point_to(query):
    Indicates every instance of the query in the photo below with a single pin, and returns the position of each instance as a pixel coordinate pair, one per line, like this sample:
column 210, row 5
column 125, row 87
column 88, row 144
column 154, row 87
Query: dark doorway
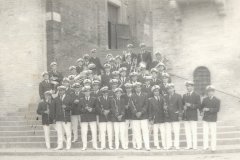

________________________

### What is needed
Could you reproduce the whole listing above word for word, leaving out the picture?

### Response below
point_to(query):
    Indicates every instance of the query in the photo below with a single pin, and returns the position of each instance as a pixel coordinate pair, one per line, like this sample:
column 210, row 5
column 125, row 87
column 88, row 144
column 154, row 87
Query: dark doorway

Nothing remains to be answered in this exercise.